##### INPUT MATERIAL #####

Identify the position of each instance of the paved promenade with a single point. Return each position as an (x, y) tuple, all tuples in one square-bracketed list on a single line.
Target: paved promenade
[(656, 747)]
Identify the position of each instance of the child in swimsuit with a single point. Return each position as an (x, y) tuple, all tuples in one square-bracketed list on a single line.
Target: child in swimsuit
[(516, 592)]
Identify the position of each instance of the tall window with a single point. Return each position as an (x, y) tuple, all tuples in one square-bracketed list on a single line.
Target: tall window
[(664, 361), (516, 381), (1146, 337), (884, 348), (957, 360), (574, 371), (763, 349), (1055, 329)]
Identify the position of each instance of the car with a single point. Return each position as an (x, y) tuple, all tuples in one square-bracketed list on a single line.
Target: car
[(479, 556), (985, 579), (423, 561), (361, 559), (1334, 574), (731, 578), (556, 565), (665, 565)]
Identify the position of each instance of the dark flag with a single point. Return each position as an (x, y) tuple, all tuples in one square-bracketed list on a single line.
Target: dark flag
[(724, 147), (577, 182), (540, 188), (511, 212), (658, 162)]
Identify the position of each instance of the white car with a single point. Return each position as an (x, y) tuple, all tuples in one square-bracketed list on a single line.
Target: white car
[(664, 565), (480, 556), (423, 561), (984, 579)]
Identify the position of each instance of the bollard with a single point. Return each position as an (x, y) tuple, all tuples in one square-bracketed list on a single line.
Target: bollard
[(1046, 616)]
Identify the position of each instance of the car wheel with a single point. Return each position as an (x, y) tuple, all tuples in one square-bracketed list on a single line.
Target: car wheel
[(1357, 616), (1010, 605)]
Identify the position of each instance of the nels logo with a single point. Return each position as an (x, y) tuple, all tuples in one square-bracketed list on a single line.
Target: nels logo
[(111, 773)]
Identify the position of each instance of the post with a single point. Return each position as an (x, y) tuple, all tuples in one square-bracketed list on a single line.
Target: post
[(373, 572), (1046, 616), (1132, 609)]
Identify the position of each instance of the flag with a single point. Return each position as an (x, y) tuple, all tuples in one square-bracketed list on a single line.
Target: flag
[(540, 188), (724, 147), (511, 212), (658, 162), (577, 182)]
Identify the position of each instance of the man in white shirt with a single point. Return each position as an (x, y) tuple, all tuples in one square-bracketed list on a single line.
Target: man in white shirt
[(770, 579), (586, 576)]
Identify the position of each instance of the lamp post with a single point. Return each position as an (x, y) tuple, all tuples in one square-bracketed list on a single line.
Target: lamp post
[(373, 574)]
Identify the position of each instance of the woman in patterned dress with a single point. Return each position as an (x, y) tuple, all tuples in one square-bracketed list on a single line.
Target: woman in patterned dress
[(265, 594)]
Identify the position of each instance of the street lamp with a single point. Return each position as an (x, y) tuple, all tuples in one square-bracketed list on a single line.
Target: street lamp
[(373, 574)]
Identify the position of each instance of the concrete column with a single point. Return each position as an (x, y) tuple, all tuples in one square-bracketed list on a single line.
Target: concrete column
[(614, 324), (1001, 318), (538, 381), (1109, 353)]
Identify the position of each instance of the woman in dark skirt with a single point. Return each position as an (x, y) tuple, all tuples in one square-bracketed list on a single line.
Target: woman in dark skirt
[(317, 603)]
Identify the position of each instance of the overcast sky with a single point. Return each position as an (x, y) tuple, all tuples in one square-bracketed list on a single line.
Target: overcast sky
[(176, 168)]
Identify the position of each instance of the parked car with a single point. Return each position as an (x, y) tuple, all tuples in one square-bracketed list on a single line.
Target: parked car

#####

* [WHAT YOU WILL DO]
Rewrite all the items above, changing every "position" to "location" and leaving everything else the same.

* [THE OUTPUT]
Identify the location of each instance of the paved promenade with a single point. Return each location as an (x, y) tuple, all tuples in one square-bracketed list on a single line.
Target: paved promenade
[(656, 747)]
Identify the location of each instance of the child in swimsuit with a single point. Return each location as an (x, y) tuple, all tuples in one square-bracketed list on a single line.
Target: child in swimsuit
[(516, 592)]
Identify the location of each instance of the tall window with a single point. Return each location as an (x, y) tuple, all tuples in one square-bracketed list on a single line.
Target: tall window
[(664, 361), (516, 381), (1146, 337), (884, 348), (957, 360), (574, 371), (763, 349), (1055, 329)]
Identify the location of each instance of the car with a single point. Return each location as an (x, y) tuple, all tuples in one square-bracketed list on a single line.
Target: car
[(479, 556), (985, 579), (423, 561), (361, 559), (1334, 574), (731, 578), (556, 565), (665, 565)]
Identify the location of each instance of the dark flag with a single point. Return each location as an (x, y) tuple, all tuples in one square-bracketed list on a single line.
Target: dark flag
[(724, 147), (577, 182), (540, 188), (511, 212), (658, 162)]
Identify the location of each instance of the white car with a single point. Return each location as an (x, y) tuple, all tuples in one square-bracketed list on a single line.
Target: white car
[(664, 565), (480, 556), (423, 561), (984, 579)]
Identify the location of each instance of the bollard with a single point. Return each location as an (x, y) tuple, all tuples in one square-bracketed list on a single line.
Target: bollard
[(1046, 616)]
Identify the location of each instance of the car wheel with a single point. Return each location as an (x, y) tuple, all tuples in one square-bracketed list on a single line.
Target: car wheel
[(1357, 616), (1010, 605)]
Identify the location of each instance of the nels logo with a single point. Return each location as an (x, y) tuple, all tuples in one square-bracketed list on a single line.
Target: nels logo
[(111, 773)]
Identify the location of each instance of the post with a single point. Return each location as an (x, y) tuple, all tuples in one square-bracketed list on a single line.
Target: post
[(373, 572), (1046, 616), (1132, 609)]
Identify the location of each instance of the flag with a single point. Return each location as an (x, y) tuple, all tuples in one square-bracketed list on a single line.
Target: flag
[(540, 188), (724, 147), (511, 212), (658, 162), (577, 182)]
Identify the location of each instance of the man in white shirt with a single point. Return each location as an (x, y) tuple, all tuples in one square-bracketed list on a single line.
Target: man in white shirt
[(770, 579), (586, 576)]
Identify the location of each instance of the lamp post with a single point. Return each location as an (x, y) tuple, all tuples in one square-bracketed list on a single line.
Target: lamp post
[(373, 574)]
Identify the location of each instance of the woman in patterned dress with a single point. Return each location as an (x, y) tuple, all tuples in one square-bracketed list on a single line.
Target: woman in patterned dress
[(265, 594)]
Identify the location of each instance of the street lamp with a single point. Return each location as an (x, y) tuple, all tuples in one square-bracketed list on a single line.
Target: street lamp
[(373, 574)]
Identify the location of each instance of the concrete column with a single point. Return each location as an (x, y) tuple, all tuples in one square-bracketed list on a single line.
Target: concrete column
[(614, 324), (1001, 318), (538, 381), (1109, 353)]
Identify the location of each instance of the woman in dark skirt with a single point. Return each location as an (x, y) tuple, all tuples in one square-bracketed list on a single line.
Target: woman in dark skirt
[(317, 603)]
Identify the location of each instance of the overcast sky with a single point. Return each location as an (x, y) tuple, all tuples in one square-bracketed list on a single line.
Target: overcast sky
[(176, 168)]
Identify the location of each instance of the parked car with a single point. Return each location as an (x, y) tuple, all tuples in one square-bracketed list on a single line.
Target: parked car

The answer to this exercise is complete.